» **Given request A**
Summarize the post about adoption classes in two sentences.
» **Given request B**
In the post about adoption classes, which class did the writer find most beneficial?
» **Given request C**
Extend the post about adoption classes, picking up right after its last sentence.

» **Provided text**
One of the perks of going through the adoption process were the classes our agency offered us.  They have everything from financial classes to classes that help you learn how to do your child's hair.   The most beneficial class we took ended up being a class that dealt with the questions adoptive parents might encounter about their child.  When we took the class I was floored by some of the testimony from fellow parents who had been asked questions or been put in situations that were very uncomfortable for them and their child.  At the time I really thought I would never encounter such things, I couldn't imagine people really would ask questions like that.  Here I am with my 7 week old precious boy and I have already been asked almost every single question they prepared us for in that class.  I don't believe these questions come from bad intentions, but I do believe they come from ignorance.  Today I had a shocking encounter at lunch and just really feel the need to share my experience in hopes that those of you who have adopted will find comfort in knowing you aren't the only one who's been asked these questions and for those of you who meet a child or couple that has a family built through adoption, you might understand how to be curious without offending anyone.

» **Dataset records**

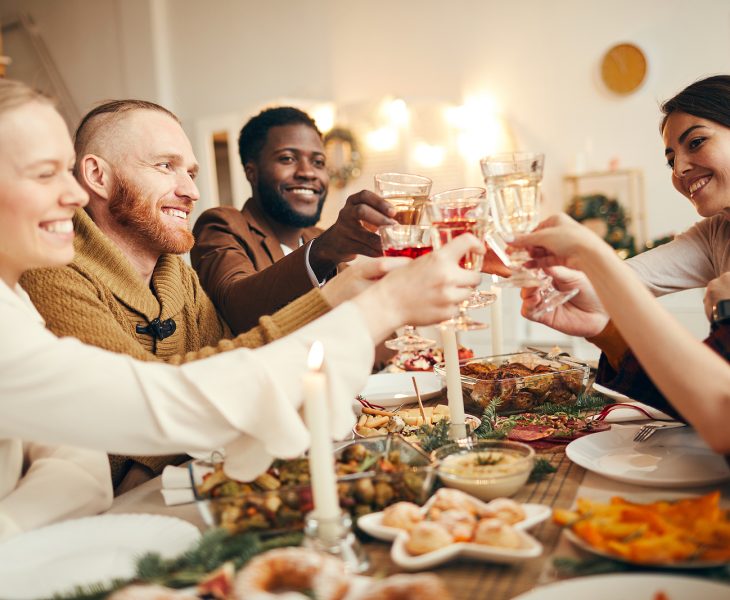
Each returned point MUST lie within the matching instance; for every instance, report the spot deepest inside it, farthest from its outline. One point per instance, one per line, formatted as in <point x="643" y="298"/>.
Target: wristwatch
<point x="721" y="312"/>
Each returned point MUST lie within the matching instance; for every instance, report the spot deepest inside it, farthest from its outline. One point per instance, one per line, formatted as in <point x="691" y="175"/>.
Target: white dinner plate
<point x="372" y="524"/>
<point x="530" y="549"/>
<point x="637" y="586"/>
<point x="394" y="389"/>
<point x="673" y="458"/>
<point x="614" y="395"/>
<point x="56" y="558"/>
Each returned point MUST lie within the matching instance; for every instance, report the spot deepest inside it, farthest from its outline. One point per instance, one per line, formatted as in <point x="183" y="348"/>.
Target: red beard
<point x="144" y="223"/>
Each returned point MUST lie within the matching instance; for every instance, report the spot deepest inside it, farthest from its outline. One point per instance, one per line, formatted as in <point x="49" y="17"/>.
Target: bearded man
<point x="270" y="252"/>
<point x="128" y="290"/>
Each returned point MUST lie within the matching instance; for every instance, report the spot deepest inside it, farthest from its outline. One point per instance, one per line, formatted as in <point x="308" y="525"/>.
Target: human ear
<point x="95" y="174"/>
<point x="251" y="173"/>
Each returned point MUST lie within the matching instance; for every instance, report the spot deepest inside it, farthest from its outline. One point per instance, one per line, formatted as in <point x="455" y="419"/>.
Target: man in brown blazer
<point x="270" y="252"/>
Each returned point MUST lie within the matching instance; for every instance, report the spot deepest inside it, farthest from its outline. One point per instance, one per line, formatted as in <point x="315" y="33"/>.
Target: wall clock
<point x="623" y="68"/>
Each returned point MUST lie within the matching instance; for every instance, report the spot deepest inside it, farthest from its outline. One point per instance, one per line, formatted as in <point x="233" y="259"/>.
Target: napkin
<point x="176" y="486"/>
<point x="633" y="410"/>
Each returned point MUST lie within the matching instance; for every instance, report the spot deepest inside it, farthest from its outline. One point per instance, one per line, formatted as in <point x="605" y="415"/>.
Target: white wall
<point x="540" y="59"/>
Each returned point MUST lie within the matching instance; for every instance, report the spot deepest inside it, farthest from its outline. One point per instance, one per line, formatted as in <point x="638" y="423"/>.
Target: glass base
<point x="550" y="301"/>
<point x="464" y="323"/>
<point x="480" y="299"/>
<point x="335" y="537"/>
<point x="409" y="342"/>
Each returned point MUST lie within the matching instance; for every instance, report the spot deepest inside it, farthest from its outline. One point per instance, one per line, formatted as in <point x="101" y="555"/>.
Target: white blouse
<point x="61" y="391"/>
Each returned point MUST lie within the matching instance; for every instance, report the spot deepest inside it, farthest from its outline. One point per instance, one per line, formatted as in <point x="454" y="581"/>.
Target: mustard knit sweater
<point x="101" y="299"/>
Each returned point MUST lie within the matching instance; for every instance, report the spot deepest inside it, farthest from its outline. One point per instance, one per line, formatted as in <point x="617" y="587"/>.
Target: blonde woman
<point x="60" y="391"/>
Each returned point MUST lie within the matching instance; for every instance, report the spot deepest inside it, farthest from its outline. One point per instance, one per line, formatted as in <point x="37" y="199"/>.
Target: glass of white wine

» **Result A**
The writer's adoption agency offered many classes, and the most helpful one covered questions adoptive parents might be asked about their child, though the writer then could not imagine people really asking such things. Now the parent of a 7-week-old boy, the writer has already been asked almost every one of those questions, believes they come from ignorance rather than bad intentions, and shares a shocking lunch encounter to comfort other adoptive families and to help others be curious without offending.

» **Result B**
The class that dealt with the questions adoptive parents might encounter about their child.

» **Result C**
I'll set the scene, my friend and I were eating lunch and sitting in a booth.  A family of three (mother and two daughters, probably age 8 and 13) sat in the booth behind me.  As soon as they sat down the older daughter began googling over my little man...who wouldn't?  They asked the usual questions like; "How old is he? How much does he weigh?" My friend left the table for a moment and then the ignorant questions began to flow.  Here are a few examples of both their questions and my answers;
"So is his daddy black?"
     "Both his bithmom and birthdad were black and they chose us to be his parents, we adopted him."
"Where did you get him?"
     "He was born in Georgia"
"So why didn't his parents want him?"
     "His mother loved him very much and knew they couldn't take care of him, but could give him a better home."
"How much did it cost?"
     Thankfully at this time my friend walked back in and I didn't have to answer, but I would say contact an adoption agency if you are interested in those details.   Please don't ever ask a family directly unless they open that door.
"When he is old enough to understand will you let him go back to live with his real parents?"
     "We are his real parents and he will always live with us, but if he would like to meet his birthmom at some point and she would like the same then we of course will allow that."

Keep in mind all these questions came from a 13 year old and so I was probably a bit kinder in my response.  I understand children can be curious, but for goodness sake there were plenty of moments her mother could have explained that these were not questions to ask a stranger.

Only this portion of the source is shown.